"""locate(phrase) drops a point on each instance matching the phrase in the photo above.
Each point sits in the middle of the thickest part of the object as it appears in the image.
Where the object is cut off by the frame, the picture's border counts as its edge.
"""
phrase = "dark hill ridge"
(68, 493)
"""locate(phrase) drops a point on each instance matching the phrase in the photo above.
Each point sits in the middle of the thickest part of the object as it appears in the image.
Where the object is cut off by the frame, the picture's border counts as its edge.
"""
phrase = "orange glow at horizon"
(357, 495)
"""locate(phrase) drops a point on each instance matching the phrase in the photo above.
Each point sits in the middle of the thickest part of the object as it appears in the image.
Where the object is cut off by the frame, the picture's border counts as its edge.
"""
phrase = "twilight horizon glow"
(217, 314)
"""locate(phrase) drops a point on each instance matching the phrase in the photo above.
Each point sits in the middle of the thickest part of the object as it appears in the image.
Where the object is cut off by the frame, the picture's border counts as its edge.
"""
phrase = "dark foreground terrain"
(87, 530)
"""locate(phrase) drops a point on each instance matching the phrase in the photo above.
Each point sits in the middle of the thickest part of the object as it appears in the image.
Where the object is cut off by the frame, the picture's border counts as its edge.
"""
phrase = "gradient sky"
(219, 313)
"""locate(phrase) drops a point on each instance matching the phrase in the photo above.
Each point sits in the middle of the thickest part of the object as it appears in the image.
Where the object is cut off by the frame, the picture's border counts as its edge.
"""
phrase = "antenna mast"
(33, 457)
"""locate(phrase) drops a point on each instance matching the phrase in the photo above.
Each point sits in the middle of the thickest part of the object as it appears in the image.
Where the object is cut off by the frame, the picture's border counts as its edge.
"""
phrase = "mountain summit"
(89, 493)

WHAT TO PRODUCE ->
Repeat the data above in full, word for word.

ANSWER TO THE PROBLEM ->
"""locate(phrase) drops a point on each instance matching the phrase in the photo above.
Each point sits in the middle of the thickest part of the object as it appears in the image.
Where the object is cut off by the frame, the picture's border counts as its edge.
"""
phrase = "dark hill ridge"
(68, 493)
"""locate(phrase) drops a point on each instance matching the phrase in the photo above.
Each point sits in the middle of the thickest part of the object as it appears in the image.
Where the object is cut off by the frame, the picture's border counts as its edge.
"""
phrase = "orange glow at horizon"
(357, 495)
"""locate(phrase) drops a point on each instance matching the phrase in the photo above.
Each point sits in the middle of the thickest part of the object as it appears in the image.
Where the object is cut off by the frame, the picture's border counts as its edge.
"""
phrase = "twilight horizon glow"
(217, 314)
"""locate(phrase) drops a point on each instance matching the phrase in the photo above.
Each point sits in the middle of the thickest part of the object as it appears in the image.
Where the object is cut off by the frame, the picture's border counts as its edge.
"""
phrase = "dark foreground terrain"
(87, 530)
"""locate(phrase) drops a point on each instance matching the phrase in the photo above.
Each point sits in the middle of the thickest part of the object as it appears in the image.
Where the object is cut off by the frame, the picture's border counts as its edge.
"""
phrase = "gradient sky"
(219, 313)
"""locate(phrase) drops a point on each instance matching the phrase in the photo above.
Each point sits in the middle of the thickest part of the object as it appears in the image.
Where the object is cut off by the frame, the picture's border counts as its edge.
"""
phrase = "antenna mast"
(33, 457)
"""locate(phrase) drops a point on each instance matching the phrase in the photo above.
Each point sits in the middle of the thickest part of the object as it appears in the image.
Where the object is cut off by the frame, the picture's border counts as its edge.
"""
phrase = "mountain summit"
(89, 493)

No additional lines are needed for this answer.